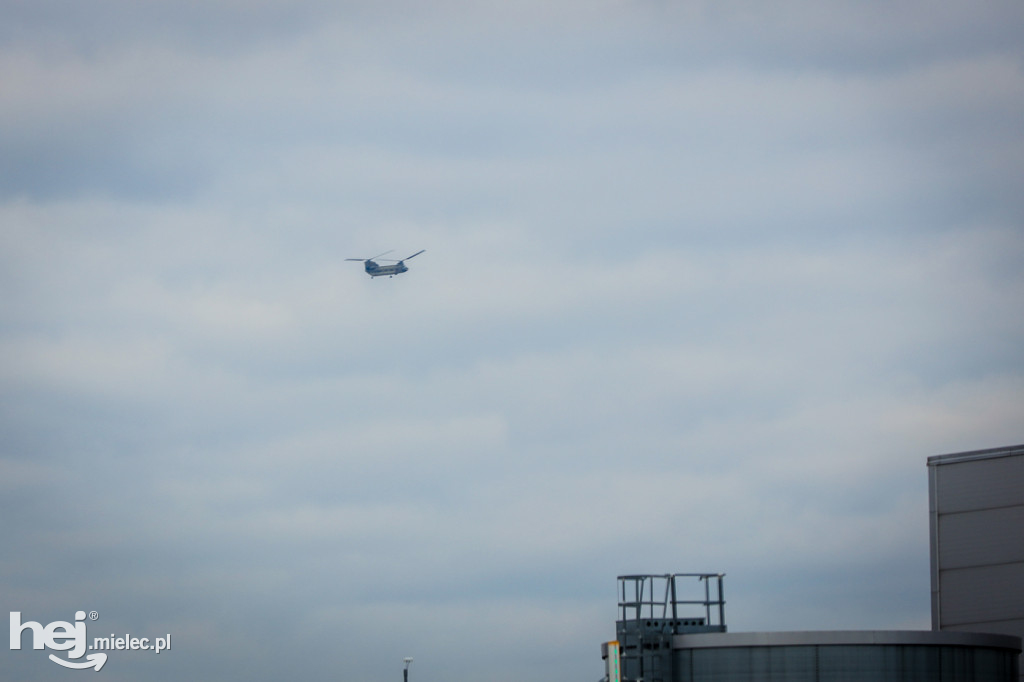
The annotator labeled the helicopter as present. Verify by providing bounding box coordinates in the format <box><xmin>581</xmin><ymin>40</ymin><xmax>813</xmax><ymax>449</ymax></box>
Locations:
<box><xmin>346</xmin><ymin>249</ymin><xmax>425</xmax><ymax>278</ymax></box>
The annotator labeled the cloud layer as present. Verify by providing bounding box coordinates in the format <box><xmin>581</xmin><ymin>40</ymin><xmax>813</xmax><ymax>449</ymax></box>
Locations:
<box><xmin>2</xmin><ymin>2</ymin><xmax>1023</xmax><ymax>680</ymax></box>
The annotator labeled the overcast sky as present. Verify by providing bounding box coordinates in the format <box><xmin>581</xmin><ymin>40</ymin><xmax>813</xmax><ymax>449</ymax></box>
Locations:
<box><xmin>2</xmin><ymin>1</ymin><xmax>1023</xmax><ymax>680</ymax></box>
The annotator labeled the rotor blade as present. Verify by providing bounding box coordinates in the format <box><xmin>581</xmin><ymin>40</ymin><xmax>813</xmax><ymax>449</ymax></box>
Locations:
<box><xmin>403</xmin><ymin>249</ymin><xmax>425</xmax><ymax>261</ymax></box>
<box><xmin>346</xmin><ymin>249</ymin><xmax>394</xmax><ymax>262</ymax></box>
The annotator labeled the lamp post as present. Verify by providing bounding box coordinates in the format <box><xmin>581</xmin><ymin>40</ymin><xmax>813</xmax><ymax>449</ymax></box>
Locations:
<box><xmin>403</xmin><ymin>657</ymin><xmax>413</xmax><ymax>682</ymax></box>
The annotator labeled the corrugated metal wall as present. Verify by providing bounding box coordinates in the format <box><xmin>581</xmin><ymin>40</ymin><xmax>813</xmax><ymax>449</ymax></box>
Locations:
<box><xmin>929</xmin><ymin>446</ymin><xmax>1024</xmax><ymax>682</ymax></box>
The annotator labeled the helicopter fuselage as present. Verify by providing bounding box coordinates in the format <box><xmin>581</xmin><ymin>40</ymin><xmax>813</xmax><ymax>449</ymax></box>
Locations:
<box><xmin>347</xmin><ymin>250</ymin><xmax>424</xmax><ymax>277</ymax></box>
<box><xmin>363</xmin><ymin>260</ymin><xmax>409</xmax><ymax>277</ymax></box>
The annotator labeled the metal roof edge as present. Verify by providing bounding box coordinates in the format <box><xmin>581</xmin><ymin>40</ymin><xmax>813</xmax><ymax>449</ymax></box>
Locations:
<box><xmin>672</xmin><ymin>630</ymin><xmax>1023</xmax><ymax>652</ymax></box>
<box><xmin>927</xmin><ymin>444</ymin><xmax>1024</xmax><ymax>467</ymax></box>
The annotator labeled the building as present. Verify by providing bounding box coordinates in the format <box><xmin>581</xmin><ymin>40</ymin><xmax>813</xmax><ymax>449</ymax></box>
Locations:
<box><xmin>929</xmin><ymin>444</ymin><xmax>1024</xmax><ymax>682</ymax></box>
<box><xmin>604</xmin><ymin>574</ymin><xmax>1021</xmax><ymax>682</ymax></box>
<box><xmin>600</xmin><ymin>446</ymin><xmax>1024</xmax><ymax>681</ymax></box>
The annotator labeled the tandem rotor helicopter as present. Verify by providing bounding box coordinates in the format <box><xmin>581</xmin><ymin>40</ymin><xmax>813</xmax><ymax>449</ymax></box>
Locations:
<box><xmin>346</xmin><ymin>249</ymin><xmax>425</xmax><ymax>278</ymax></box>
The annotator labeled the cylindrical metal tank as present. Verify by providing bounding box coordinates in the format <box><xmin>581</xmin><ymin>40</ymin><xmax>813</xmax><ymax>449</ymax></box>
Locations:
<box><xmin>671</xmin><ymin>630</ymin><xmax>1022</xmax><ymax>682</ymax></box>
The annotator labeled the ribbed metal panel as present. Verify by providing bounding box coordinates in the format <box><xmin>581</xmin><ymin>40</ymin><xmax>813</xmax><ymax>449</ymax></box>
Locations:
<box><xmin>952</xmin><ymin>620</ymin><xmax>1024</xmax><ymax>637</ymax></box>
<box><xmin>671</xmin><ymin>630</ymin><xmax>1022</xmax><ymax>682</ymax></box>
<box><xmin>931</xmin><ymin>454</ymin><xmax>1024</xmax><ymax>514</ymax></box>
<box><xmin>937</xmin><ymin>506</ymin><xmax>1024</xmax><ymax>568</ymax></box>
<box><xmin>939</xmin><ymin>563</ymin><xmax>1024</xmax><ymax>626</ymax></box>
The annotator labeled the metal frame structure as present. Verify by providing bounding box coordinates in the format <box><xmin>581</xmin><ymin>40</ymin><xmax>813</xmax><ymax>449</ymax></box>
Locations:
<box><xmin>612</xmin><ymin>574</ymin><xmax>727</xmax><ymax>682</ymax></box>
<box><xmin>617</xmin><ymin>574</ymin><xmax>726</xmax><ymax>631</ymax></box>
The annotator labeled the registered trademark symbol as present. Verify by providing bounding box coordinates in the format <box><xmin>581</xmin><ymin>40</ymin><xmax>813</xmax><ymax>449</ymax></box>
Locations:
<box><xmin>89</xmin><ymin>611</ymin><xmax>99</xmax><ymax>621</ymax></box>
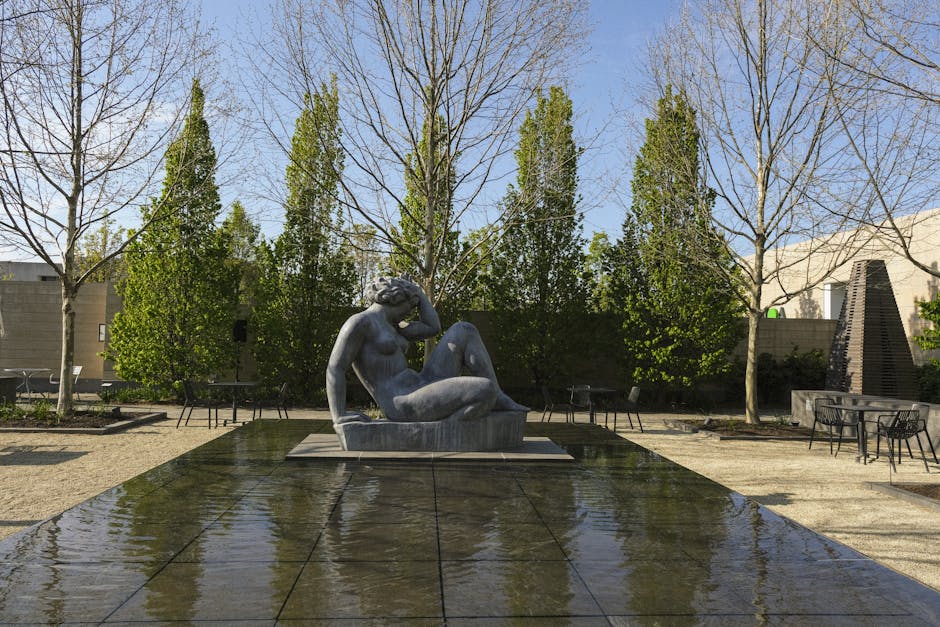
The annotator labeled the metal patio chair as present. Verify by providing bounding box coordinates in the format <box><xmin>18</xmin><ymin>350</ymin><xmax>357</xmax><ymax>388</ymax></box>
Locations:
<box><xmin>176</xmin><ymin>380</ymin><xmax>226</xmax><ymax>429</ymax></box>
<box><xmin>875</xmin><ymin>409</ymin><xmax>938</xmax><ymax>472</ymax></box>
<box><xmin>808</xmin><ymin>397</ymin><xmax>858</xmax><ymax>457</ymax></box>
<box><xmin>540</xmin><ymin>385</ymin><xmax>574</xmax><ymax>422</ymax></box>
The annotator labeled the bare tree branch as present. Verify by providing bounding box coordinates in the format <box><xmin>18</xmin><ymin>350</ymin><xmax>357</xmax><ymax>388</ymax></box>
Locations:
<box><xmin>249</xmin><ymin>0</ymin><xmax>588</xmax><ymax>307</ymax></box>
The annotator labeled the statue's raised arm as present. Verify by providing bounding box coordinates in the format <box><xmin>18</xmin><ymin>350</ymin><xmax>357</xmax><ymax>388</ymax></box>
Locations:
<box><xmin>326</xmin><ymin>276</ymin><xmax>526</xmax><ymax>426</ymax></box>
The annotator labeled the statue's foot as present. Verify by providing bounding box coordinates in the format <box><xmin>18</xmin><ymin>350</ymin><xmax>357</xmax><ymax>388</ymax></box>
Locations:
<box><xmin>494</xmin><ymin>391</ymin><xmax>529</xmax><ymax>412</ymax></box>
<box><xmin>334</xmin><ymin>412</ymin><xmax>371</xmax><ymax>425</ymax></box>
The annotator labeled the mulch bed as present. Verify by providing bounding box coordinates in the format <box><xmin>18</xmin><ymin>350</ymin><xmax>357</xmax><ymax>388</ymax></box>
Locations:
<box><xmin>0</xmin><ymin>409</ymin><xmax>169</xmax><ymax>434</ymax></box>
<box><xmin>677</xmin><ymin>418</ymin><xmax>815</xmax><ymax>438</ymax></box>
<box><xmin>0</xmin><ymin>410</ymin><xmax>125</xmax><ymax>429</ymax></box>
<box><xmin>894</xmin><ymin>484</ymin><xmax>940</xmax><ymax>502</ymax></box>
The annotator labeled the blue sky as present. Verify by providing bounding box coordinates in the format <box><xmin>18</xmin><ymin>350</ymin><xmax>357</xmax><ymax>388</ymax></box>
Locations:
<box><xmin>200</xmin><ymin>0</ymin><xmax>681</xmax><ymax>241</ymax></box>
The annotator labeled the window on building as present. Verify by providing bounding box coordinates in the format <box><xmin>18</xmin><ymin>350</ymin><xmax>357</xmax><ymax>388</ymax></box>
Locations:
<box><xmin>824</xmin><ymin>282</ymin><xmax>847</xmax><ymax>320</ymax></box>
════════
• TASK TO CARRY OUT: Return each line of the material above that holds the string "building".

• TASK RESPONSE:
The annotator labeled the building as present. Verify by providing bounding box coordinates in the format <box><xmin>581</xmin><ymin>40</ymin><xmax>813</xmax><ymax>449</ymax></box>
The annotator labeled the window on building as present. Verify by providing bounding box coordinates in the format <box><xmin>18</xmin><ymin>350</ymin><xmax>357</xmax><ymax>388</ymax></box>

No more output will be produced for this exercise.